Исходный отрывок:

Так мы и продвигались в суперпространстве: с Московской Кольцевой – на Боровское шоссе – мимо резиденции патриарха Всея Руси – вдоль соснового бора, потом направо, по Чоботовской просеке – речка Сетунь хохочет над декабрьскими фокусами погоды – осторожный въезд в овражек, ограничивающий Переделкинское кладбище... А дальше пешком, совсем недалеко, в двух, считай, шагах – шепчется у овражного склона родник в деревянном срубе, миньятюрный колодезь с неиссякаемым источником, с ключом земным, и синички воду пьют, а вблизи, чуть наискосок, свежая могила с деревянным православным крестом и табличкою: «Кобенков Анатолий Иванович...» Дальше по склону, в одном ряду – могилы публициста Юрия Щекочихина, исторического романиста Юрия Давыдова... Вспомнилось сразу же: в морозном иркутском декабре 2004 года мне позвонил Кобенков и зачитал кусочек из компьютерной «емельки» от нашего общего товарища, московского прозаика Андрея Дмитриева, который извещал, что, дескать, всем встречным-поперечным москвичам рассказывает о замечательном Иркутском «круглом столе» по прозе, участником коего он был удостоен чести всего месяц назад, а фотографии от Диксона он получил по почте, спасибо почте, спасибо Диксону, мы его недавно вспоминали в узком кругу, сравнивали с Давыдовым, когда отмечали, без Давыдова, его восьмидесятилетие, не дожил до круглой даты, похоронили на Переделкинском погосте...

Задания:
(A) Чьи могилы, согласно отрывку, находятся дальше по склону в одном ряду?
(B) Определите, соответствуют ли отрывку утверждения: (i) в отрывке упоминается речка Сетунь; (ii) Кобенков позвонил летом 2004 года; (iii) Андрей Дмитриев назван московским прозаиком. На каждое ответьте «да» или «нет» и приведите решающие слова отрывка в виде точной цитаты.

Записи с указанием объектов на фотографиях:
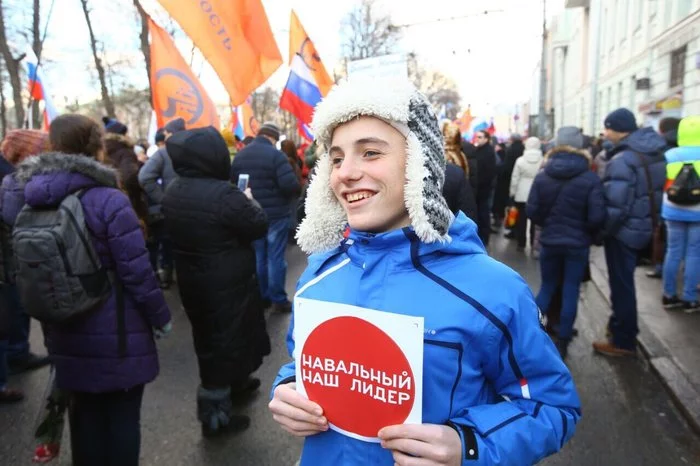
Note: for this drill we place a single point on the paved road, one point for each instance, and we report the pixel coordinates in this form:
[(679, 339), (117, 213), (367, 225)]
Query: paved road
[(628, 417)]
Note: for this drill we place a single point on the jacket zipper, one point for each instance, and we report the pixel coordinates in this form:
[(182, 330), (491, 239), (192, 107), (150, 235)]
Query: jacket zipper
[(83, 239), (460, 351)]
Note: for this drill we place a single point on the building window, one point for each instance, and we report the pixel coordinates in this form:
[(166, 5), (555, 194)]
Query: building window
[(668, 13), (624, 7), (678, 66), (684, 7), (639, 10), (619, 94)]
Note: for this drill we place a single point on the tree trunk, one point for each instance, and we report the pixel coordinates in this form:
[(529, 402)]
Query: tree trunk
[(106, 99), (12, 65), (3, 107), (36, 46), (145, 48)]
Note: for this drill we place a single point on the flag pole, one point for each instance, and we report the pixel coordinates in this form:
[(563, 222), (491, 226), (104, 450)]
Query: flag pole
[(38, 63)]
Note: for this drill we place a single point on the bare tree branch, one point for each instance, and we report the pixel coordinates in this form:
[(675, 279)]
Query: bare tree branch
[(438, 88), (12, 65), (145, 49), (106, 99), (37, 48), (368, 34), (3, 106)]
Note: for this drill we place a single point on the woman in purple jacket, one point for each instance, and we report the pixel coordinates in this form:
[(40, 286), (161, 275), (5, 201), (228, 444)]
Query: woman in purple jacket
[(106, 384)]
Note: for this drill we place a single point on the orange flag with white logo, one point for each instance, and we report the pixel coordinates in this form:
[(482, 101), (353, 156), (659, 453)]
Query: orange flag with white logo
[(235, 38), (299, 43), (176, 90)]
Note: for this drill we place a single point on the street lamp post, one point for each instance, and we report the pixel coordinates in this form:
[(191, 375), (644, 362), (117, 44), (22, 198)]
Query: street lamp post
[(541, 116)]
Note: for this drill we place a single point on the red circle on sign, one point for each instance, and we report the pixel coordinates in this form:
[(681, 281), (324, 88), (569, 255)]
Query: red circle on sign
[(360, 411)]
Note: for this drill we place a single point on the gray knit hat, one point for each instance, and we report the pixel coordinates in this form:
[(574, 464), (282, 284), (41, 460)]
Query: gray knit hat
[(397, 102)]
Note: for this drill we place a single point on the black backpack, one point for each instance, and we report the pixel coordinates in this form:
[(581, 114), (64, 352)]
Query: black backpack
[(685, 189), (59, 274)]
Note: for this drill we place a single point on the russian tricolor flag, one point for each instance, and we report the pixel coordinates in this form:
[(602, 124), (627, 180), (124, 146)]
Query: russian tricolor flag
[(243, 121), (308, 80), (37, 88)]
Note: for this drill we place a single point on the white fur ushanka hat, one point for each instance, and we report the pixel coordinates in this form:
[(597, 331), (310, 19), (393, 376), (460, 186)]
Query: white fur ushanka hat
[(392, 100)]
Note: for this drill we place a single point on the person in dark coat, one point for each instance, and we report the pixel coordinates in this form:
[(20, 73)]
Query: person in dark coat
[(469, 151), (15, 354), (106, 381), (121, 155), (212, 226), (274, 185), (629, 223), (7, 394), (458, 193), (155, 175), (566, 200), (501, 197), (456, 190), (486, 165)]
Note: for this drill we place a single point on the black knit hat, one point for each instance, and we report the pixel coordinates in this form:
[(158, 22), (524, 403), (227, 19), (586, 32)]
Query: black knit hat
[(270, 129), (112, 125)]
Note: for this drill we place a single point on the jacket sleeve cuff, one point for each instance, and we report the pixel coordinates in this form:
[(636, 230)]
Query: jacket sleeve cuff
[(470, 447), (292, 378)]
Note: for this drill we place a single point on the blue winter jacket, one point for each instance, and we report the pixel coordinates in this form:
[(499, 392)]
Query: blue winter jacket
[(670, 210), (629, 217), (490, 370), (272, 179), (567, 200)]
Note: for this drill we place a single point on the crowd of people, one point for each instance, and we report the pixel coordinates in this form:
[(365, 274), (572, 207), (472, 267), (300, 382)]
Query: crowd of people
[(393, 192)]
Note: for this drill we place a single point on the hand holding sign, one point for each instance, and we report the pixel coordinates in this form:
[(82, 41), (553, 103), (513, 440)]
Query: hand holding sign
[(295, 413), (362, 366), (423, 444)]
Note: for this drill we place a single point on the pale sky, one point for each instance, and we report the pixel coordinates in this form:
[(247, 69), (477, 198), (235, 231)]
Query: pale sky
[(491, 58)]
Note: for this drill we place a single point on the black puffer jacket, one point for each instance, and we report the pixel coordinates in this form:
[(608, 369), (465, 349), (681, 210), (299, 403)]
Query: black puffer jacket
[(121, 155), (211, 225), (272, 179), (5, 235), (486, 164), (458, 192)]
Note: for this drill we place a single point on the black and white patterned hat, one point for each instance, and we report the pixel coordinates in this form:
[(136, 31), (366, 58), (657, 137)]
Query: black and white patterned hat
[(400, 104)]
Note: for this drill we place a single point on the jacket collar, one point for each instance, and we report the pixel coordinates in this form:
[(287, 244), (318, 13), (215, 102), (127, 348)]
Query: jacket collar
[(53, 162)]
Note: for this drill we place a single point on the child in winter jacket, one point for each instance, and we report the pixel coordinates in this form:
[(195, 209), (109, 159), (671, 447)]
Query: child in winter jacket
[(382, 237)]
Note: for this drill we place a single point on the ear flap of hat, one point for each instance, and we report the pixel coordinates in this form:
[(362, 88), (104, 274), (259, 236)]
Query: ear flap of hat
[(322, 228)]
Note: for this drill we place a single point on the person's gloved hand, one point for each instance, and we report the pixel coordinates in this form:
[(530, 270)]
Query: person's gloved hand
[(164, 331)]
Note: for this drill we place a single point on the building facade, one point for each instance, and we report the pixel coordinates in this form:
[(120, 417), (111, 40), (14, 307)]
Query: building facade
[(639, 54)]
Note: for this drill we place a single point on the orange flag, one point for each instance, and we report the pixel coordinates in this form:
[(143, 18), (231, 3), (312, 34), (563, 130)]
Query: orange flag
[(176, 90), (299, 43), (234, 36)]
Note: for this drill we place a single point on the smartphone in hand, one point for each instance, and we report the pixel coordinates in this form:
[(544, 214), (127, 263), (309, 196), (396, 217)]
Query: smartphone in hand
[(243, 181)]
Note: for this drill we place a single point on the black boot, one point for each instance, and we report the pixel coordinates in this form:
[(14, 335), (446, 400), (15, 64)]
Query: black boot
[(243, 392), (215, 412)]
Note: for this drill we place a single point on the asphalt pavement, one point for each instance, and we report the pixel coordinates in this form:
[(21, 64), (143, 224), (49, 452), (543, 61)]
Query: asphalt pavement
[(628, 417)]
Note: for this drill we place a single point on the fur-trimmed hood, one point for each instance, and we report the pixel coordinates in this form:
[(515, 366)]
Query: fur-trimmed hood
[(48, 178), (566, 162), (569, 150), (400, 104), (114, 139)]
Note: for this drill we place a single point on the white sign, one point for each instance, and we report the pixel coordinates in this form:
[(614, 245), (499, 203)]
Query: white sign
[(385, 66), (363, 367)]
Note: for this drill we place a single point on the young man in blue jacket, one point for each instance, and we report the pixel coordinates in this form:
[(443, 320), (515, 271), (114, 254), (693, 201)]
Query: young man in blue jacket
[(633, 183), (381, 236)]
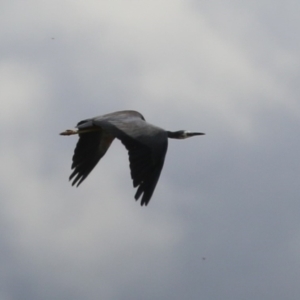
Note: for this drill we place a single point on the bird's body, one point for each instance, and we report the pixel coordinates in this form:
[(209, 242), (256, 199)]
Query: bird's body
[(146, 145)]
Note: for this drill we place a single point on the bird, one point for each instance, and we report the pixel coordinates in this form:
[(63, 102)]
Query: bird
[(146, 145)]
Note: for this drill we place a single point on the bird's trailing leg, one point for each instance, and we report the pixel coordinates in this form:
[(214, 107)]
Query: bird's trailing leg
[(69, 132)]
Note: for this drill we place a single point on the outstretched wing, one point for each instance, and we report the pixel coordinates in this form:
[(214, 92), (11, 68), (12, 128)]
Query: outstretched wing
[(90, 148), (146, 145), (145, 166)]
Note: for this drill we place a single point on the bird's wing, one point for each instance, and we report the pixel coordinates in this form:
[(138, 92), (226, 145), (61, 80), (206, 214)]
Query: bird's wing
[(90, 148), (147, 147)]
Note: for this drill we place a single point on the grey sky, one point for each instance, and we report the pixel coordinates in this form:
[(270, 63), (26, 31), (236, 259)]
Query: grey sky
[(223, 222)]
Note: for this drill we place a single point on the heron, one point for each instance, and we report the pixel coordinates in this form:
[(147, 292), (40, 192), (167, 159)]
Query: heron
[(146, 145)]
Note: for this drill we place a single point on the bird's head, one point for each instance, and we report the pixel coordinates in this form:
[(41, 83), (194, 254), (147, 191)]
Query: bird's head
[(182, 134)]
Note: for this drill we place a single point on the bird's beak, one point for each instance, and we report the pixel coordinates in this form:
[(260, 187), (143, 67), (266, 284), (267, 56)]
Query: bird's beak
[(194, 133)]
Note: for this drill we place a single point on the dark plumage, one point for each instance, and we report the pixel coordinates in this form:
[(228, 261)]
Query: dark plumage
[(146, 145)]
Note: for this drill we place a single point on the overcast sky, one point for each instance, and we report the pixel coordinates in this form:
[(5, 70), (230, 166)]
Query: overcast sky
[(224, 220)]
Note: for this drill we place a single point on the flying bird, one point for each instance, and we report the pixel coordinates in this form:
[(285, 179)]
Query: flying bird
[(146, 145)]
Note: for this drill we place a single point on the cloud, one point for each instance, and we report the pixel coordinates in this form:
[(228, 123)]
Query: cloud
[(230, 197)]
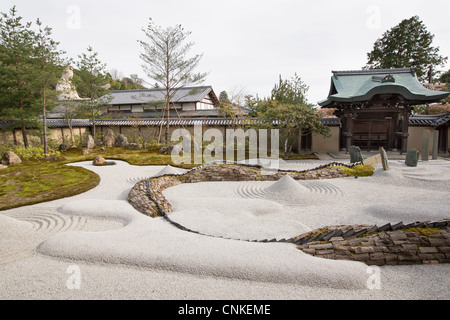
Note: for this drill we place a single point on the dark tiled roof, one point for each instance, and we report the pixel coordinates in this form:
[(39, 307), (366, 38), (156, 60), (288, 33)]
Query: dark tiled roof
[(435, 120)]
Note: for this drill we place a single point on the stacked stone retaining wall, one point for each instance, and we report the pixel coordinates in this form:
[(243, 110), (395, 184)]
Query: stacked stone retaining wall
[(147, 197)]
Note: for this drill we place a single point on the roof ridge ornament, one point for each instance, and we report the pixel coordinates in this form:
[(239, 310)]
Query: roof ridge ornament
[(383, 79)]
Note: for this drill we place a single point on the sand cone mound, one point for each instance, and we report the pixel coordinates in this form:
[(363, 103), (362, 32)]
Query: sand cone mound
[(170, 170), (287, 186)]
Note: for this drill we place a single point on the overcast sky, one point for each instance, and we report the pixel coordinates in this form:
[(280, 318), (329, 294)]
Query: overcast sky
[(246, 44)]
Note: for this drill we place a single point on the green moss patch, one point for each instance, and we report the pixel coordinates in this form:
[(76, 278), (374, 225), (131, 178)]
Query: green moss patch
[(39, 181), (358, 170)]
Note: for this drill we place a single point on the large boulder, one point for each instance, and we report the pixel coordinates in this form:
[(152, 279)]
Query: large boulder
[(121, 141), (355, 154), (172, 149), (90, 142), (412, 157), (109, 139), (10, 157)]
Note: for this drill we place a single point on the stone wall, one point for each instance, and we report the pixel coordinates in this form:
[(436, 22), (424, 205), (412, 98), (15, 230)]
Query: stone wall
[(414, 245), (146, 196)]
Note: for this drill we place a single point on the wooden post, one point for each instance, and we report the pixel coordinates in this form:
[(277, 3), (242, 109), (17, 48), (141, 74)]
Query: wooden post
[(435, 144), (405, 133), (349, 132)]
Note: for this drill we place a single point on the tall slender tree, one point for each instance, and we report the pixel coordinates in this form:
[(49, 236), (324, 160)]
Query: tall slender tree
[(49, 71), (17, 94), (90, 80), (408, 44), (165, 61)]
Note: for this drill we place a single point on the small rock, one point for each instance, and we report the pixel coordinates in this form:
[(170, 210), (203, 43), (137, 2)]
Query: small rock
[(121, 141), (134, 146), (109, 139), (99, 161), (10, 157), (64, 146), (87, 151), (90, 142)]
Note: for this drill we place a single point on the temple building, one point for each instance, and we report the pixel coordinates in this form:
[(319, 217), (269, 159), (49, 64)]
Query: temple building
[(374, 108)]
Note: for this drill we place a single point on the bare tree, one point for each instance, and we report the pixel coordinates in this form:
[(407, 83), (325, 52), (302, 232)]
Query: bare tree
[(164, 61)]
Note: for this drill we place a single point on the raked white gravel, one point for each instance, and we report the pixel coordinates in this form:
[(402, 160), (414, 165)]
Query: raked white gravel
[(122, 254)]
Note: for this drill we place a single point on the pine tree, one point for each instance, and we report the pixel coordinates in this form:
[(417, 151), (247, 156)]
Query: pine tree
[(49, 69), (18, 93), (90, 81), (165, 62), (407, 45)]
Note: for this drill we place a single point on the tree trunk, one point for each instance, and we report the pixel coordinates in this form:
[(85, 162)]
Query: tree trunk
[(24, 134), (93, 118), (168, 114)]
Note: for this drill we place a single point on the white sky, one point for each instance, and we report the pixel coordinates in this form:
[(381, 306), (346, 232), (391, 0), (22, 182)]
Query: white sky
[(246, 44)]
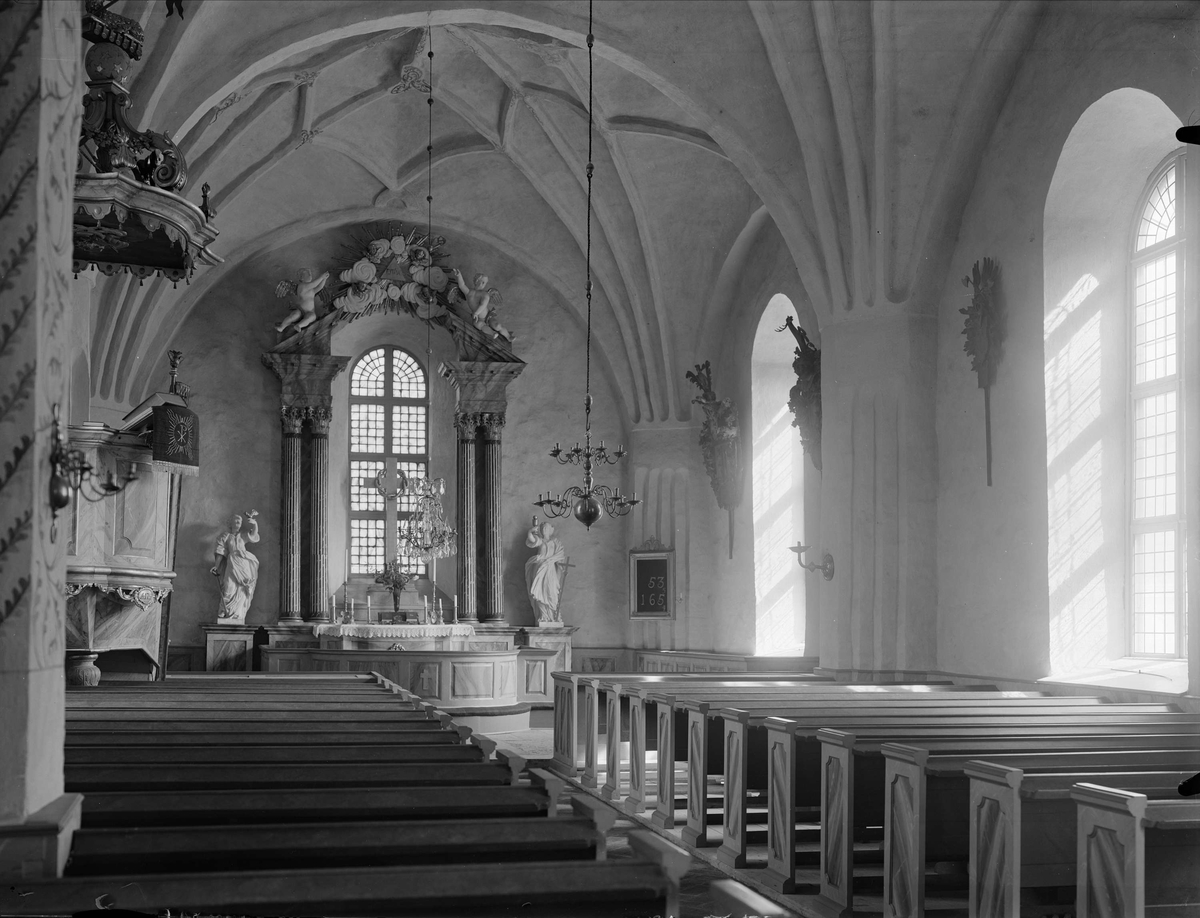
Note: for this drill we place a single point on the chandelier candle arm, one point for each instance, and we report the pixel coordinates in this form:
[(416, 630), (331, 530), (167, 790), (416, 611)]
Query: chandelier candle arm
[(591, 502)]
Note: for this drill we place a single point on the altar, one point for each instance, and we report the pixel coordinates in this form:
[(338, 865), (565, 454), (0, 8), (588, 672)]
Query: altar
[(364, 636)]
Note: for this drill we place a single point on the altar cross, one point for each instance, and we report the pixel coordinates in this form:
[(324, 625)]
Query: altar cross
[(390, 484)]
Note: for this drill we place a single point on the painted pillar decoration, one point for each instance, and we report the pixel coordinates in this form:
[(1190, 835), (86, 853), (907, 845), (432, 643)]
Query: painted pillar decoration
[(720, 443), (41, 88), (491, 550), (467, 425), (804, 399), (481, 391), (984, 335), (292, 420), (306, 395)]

Полные ответы:
(A) Могилы публициста Юрия Щекочихина и исторического романиста Юрия Давыдова.

(B)
(i) Да: «речка Сетунь хохочет над декабрьскими фокусами погоды».
(ii) Нет: «в морозном иркутском декабре 2004 года мне позвонил Кобенков».
(iii) Да: «московского прозаика Андрея Дмитриева».